Zen Quotes and the Art of GitHub Actions

Amit Mukherjee
4 min readMay 22, 2021
Photo by Denis Oliveira on Unsplash

Weird title, right. Yeah, I thought the same as I was writing this but I feel that it identifies with my current thought process and so I went with it. I have been a spiritual seeker for the last few years of my life and I also passionately love technology, especially all things Cloud and Code.

Due to the pandemic over the past year and half or so (though it feels a lot longer) we have all be cloistered in our homes stuck in a mental echo chamber which can tend to accentuate both of our positives and negatives. And starting the week every Monday and going into the weekend every Friday filled me with a sense of dread. I felt that this was because of the change it represented from a predictable routine which my mind had just adapted to. I was thus looking for inspiration and stumbled upon this really cool quotation site https://zenquotes.io/ . I wanted to leverage their quotes to inspire me at the beginning and end of the week so as to be able to look forward to them instead. At about the same time thanks to a good friend, I got introduced to this cool CI/CD tech. called GitHub Actions and it blew me away.

Photo by Roman Synkevych on Unsplash

GitHub Actions is a workflow automation which lets us build, package and deploy our apps right from within our code repository. As developers, we are extremely familiar with coding toolchains but we (at least I) tend to get sweaty when it comes to their deployment. We have long been hearing of these things called Jenkins, Chef, Puppet etc. etc., you know things we would ideally not want to know but which magically deploy our code to the places where they are supposed to run. With GitHub Actions, we can make our lives really simple by deploying them using simple YML. So, I decided I would develop a simple script in NodeJS that would send me an inspiring quote automatically using my new best CI/CD friend. So, lets get on with it, shall we!

Ok, first things first. We start with creating the Slack Channel on which we would be sending the Notifications to. Once the Slack channel is created, this link here describes how to create an Incoming Webhook which is a fancy word for a URL where we could send our notifications to. You can even test this by sending a simple Post request as shown below.

Tasks for this exercise
[1] Please answer these questions about the post on Zen quotes and GitHub Actions, one line each:
(a) Which quotation site did the author come across?
(b) In what language did the author decide to write the quote script?
(c) What does the author say to create first?
[2] Extend the post on Zen quotes and GitHub Actions from its final sentence onward.

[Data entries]
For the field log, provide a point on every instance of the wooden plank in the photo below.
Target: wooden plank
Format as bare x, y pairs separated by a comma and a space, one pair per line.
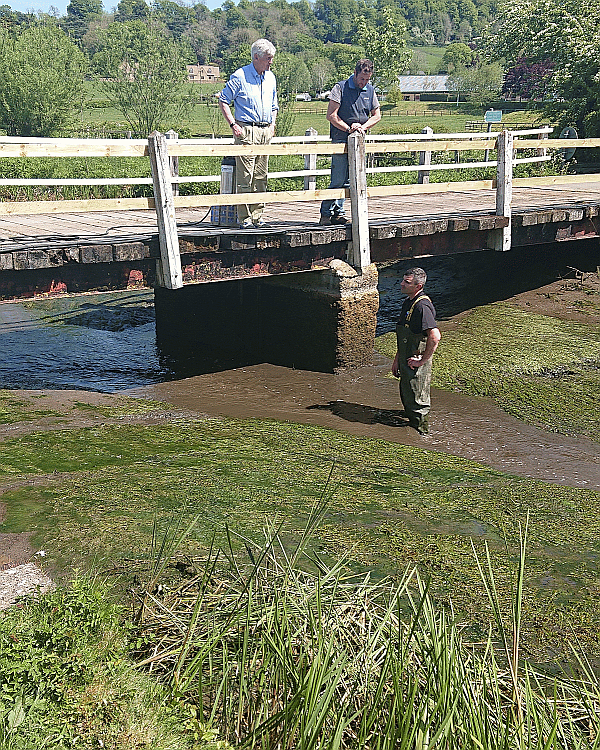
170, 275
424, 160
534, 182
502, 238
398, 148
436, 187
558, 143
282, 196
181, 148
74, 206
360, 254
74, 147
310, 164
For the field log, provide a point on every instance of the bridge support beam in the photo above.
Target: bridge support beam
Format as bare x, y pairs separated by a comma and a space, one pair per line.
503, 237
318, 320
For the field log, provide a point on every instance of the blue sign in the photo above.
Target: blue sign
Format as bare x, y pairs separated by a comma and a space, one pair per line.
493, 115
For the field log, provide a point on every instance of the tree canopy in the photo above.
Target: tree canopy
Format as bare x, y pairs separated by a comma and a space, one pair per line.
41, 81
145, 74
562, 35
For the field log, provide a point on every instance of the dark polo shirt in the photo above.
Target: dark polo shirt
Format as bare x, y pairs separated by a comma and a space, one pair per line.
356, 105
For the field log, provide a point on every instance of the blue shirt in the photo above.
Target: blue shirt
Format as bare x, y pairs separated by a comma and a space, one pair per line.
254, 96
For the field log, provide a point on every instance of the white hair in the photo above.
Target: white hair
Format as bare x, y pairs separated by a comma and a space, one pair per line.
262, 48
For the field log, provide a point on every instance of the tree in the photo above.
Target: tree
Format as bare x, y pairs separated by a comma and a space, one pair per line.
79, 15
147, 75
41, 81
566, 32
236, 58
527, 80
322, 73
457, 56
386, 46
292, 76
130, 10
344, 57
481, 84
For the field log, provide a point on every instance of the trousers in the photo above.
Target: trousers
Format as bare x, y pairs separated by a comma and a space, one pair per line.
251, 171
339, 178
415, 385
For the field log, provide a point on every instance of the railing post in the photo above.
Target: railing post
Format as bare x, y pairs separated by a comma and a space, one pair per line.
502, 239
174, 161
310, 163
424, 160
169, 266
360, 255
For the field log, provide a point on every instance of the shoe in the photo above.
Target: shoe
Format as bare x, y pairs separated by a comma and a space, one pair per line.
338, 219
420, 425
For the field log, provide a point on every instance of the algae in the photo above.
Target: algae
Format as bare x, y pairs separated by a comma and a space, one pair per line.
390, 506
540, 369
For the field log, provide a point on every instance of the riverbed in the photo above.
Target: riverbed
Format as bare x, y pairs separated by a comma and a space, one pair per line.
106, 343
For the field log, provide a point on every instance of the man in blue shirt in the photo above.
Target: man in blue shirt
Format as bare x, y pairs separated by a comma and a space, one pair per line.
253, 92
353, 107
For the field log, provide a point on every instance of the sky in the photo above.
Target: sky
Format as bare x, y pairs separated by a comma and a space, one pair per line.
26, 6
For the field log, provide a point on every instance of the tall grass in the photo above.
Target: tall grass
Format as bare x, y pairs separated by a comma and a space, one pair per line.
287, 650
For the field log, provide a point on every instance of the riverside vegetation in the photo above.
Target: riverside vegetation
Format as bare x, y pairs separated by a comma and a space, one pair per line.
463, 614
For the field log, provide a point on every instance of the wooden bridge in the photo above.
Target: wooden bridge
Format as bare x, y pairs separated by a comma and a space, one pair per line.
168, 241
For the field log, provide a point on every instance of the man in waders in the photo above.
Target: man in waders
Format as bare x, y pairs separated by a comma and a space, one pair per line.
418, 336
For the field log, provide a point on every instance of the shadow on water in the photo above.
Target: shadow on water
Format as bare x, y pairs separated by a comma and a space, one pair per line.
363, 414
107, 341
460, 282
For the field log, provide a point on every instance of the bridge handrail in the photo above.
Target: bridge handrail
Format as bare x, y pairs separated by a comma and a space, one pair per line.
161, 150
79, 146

Results of the tasks
[1]
(a) https://zenquotes.io/
(b) NodeJS
(c) The Slack Channel to which the notifications would be sent

[2]
curl -X POST -H 'Content-type: application/json' --data '{"text": "Hello there!"}' YOUR_WEBHOOK_URL

You can even add some advanced formatting as described here. Now on to some NodeJS. As can be seen below, the code is quite simple. This is the code repository and the main function is as below. It gets the Zen quote, then sets the Slack payload and finally sends out the Slack message. Since the Slack URL is a secret, it is stored in a .env file which gets loaded as an environment variable when the function runs with the dotenv library. On GitHub, in the repository a secret has been created with the name SLACK_URL with the Incoming Webhook URL. This lets us seamlessly operate between GitHub and our local development environment.

NodeJS Code for sending the notifications

Now for some GitHub Actions magic. So what I want from Mr. Actions is the following:

  1. Checkout the Code
  2. Install NodeJS and its dependencies
  3. Run the Code and Send out the Notification periodically.

So, in order to do that a special directory called /.github/workflows/ is created within the repository and then a simple file called action.yml is created as shown below which does the 3 steps described in YML. Github automatically picks it up as an action and it is visible under the Actions Tab in the repo once it is set up this way.

Action.yml for GitHub Actions

The on section tells it when to run the specified action. The schedule and the cron sections describe when to run the action. The jobs section describes the steps to run in order to complete the actions specified in the file with the env section indicating the environment variable which the action needs to run the job and to get it using the SLACK_URL key stored within Github Secrets section of this repository. Once the above file is in place, a Slack Notification is sent which looks like this.

Slack Notification received when the job runs

And that’s it. You are all set to awesome Zen Quotes periodically powered by the amazing GitHub Actions.